▸ TASK OBJECTIVE
Extract, from the listing that follows, each line containing the word "wheel".

▸ EXERCISE INPUT
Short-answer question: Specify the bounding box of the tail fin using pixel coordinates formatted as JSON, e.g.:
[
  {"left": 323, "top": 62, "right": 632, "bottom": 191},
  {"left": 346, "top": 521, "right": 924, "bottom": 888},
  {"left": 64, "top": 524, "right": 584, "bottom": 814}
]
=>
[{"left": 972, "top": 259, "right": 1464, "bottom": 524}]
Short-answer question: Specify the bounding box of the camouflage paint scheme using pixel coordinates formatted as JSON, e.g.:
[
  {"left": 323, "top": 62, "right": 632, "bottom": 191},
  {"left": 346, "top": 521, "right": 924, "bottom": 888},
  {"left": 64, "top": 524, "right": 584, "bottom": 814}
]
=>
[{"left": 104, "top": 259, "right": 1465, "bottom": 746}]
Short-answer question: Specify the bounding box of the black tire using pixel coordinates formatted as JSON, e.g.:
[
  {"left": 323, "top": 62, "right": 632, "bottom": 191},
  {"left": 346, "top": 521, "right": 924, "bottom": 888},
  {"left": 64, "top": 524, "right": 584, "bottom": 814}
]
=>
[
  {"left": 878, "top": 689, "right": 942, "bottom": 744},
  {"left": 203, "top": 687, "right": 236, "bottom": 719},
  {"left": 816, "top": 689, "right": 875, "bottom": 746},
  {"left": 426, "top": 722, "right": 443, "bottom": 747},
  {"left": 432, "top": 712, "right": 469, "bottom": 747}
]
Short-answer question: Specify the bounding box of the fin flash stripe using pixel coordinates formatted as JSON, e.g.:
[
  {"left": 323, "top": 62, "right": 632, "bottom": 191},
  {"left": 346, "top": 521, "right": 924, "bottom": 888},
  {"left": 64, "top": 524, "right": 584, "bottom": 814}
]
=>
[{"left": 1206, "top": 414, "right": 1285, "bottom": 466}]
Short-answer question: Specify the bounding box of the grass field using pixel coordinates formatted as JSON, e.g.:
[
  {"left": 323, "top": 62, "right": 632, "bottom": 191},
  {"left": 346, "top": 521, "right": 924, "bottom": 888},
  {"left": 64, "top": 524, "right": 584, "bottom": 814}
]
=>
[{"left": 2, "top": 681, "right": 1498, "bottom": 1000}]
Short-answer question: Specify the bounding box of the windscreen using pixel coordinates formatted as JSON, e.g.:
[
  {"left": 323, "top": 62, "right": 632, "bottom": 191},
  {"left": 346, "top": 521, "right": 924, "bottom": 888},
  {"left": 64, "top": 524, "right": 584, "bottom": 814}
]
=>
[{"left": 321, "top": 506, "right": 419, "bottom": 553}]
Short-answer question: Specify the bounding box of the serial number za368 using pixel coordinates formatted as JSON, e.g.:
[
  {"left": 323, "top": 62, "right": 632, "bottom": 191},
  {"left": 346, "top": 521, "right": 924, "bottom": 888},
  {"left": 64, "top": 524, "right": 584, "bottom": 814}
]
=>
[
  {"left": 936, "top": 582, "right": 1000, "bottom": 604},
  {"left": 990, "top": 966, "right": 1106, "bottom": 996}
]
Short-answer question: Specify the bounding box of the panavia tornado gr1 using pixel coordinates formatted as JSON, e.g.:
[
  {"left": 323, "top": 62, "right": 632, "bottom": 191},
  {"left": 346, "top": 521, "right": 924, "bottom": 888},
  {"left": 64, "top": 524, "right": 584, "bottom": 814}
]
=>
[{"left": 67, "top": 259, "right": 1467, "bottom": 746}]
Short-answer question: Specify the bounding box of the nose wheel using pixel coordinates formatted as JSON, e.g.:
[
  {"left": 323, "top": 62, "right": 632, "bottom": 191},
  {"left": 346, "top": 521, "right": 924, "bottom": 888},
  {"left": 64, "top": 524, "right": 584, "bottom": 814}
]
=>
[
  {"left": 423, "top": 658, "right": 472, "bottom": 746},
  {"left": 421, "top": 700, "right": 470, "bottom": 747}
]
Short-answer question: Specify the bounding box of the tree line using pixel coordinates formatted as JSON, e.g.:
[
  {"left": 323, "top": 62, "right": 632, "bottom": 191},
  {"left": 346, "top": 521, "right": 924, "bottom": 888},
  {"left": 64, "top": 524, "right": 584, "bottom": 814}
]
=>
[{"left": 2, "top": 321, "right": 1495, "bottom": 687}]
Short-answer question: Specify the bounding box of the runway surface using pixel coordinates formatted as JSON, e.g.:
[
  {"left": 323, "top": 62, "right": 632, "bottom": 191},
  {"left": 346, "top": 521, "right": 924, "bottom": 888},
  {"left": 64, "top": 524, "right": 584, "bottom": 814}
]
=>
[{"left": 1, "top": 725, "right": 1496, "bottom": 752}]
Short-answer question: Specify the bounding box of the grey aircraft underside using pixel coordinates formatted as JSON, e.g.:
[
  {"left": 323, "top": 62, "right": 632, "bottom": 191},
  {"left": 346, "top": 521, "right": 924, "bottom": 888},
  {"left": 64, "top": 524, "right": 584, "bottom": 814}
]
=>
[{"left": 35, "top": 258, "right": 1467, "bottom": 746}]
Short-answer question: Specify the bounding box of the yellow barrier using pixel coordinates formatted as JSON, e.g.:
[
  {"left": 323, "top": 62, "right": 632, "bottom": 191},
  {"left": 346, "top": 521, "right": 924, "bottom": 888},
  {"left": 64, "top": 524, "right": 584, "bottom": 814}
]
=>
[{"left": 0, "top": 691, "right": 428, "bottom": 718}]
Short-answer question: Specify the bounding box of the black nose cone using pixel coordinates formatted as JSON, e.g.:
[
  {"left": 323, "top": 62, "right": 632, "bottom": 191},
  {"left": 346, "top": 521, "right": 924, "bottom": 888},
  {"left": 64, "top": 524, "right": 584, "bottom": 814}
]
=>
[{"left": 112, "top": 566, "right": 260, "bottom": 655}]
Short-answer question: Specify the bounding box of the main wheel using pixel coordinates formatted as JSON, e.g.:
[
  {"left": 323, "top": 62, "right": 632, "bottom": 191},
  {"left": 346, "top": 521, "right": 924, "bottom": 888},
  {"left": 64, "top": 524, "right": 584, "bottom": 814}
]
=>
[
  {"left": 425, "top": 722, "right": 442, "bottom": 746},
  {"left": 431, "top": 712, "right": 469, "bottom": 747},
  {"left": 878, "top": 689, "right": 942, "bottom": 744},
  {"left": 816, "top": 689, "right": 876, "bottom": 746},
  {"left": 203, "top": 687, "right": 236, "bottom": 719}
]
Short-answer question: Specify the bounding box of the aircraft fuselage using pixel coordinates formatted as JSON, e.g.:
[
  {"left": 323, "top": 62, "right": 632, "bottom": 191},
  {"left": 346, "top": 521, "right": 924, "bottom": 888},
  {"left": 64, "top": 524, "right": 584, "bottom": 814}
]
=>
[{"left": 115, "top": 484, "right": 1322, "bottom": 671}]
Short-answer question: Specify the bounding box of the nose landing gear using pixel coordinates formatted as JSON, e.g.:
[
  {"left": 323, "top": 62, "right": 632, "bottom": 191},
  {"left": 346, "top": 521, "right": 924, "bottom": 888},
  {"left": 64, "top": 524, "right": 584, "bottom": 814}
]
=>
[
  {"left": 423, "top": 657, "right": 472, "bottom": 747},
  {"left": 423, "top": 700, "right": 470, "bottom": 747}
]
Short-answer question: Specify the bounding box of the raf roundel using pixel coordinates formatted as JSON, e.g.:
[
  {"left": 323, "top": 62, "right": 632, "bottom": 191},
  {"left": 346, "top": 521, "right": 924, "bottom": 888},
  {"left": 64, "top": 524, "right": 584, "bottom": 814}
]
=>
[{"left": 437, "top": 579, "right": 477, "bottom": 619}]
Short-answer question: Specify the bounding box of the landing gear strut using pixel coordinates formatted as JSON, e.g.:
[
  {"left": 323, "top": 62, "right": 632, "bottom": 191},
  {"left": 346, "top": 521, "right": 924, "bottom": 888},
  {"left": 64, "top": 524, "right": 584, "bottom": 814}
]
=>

▸ YOUR SOLUTION
Short-answer question: Specify the bounding box of the nose wheel using pixel coordinates formatted as JSON, e.g.:
Short-answer question: Specify the bounding box of the main wheel using pixel coordinates formatted as JSON, e.g.:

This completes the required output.